Objective: Report each line of the records below that contains the string "text".

Raw records:
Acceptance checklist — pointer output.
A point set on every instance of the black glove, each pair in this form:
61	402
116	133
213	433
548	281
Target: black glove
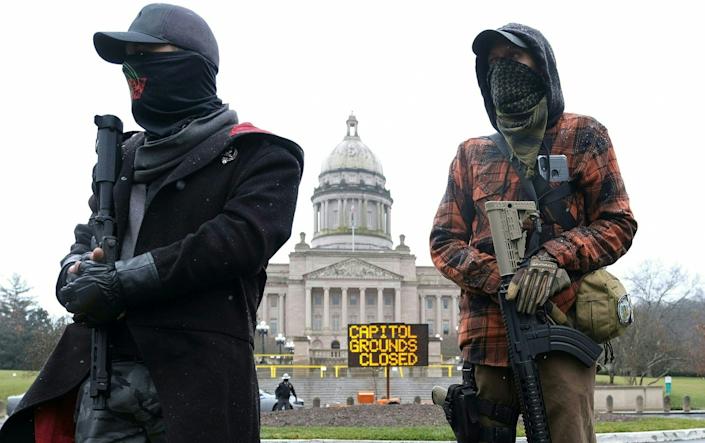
65	276
96	293
103	292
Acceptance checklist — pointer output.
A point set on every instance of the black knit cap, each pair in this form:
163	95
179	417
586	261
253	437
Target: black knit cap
484	40
160	23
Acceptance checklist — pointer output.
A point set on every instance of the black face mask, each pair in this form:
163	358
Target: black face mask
169	89
514	86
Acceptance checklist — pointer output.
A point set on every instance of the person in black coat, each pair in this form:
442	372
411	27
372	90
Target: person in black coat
202	202
283	393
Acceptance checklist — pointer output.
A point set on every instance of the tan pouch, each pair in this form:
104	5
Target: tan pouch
602	306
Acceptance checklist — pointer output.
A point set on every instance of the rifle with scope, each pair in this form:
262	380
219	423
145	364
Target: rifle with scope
529	335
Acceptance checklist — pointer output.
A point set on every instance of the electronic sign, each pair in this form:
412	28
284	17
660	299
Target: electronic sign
387	344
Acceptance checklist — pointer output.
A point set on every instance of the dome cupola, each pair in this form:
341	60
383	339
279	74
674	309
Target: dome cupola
352	207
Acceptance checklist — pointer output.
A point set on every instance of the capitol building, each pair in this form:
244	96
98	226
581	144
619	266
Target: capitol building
351	271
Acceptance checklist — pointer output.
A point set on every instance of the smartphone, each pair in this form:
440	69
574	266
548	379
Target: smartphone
553	168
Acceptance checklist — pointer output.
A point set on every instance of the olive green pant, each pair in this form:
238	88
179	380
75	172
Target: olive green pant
568	392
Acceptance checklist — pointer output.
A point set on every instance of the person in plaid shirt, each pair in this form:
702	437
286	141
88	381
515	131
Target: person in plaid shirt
516	72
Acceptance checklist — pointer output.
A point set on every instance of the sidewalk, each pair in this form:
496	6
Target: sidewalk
682	435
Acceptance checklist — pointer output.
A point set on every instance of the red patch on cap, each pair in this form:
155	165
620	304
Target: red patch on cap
244	128
136	87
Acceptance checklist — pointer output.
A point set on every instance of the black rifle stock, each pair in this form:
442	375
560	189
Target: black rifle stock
108	149
527	335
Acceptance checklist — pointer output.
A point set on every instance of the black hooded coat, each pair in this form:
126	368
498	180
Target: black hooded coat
211	225
545	62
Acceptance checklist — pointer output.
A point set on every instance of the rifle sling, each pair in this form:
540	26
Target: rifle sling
552	199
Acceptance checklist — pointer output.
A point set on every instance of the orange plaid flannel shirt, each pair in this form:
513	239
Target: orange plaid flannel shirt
461	242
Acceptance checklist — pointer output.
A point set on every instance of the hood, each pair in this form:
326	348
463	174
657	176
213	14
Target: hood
546	62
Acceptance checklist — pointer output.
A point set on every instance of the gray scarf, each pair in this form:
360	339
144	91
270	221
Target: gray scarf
157	157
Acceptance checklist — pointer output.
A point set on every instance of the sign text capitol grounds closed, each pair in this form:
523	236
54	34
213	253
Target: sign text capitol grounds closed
387	344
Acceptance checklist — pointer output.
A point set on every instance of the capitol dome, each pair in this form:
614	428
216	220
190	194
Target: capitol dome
352	153
352	207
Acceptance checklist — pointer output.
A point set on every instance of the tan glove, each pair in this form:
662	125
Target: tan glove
534	283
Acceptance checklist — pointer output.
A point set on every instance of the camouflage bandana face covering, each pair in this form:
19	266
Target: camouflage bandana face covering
514	86
519	96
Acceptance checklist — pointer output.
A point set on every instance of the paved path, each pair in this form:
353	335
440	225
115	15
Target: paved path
676	436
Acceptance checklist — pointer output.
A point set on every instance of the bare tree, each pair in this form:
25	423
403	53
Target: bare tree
27	332
653	344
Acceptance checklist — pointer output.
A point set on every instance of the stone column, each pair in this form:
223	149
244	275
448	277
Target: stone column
316	214
439	329
282	298
380	217
361	300
324	216
326	309
389	220
340	213
454	313
422	302
380	304
344	309
265	307
308	309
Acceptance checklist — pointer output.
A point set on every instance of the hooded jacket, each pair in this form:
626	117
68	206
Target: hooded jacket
545	62
461	240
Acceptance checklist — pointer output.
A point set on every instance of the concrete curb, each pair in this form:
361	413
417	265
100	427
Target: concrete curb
616	437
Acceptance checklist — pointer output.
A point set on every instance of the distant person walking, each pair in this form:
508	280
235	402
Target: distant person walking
283	393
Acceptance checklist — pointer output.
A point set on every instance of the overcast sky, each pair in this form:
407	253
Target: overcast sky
298	68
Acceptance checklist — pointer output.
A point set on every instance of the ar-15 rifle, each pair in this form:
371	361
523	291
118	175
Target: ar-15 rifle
527	335
107	147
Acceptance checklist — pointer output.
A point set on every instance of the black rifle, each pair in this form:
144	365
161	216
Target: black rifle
107	147
529	336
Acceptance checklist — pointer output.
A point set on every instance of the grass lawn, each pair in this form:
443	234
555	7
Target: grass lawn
680	386
13	384
444	432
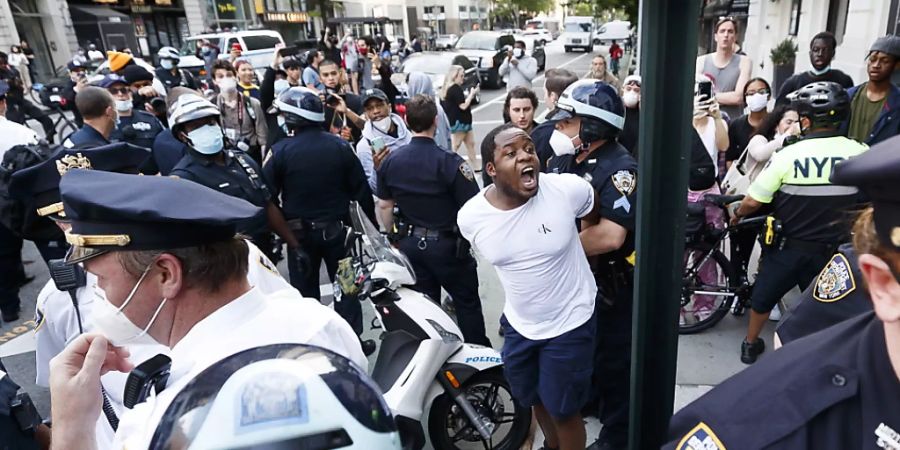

Written solution:
A point set on every instance of the sign text capitol grounds closed, each pair in this form:
Target: sign text capitol grounds closed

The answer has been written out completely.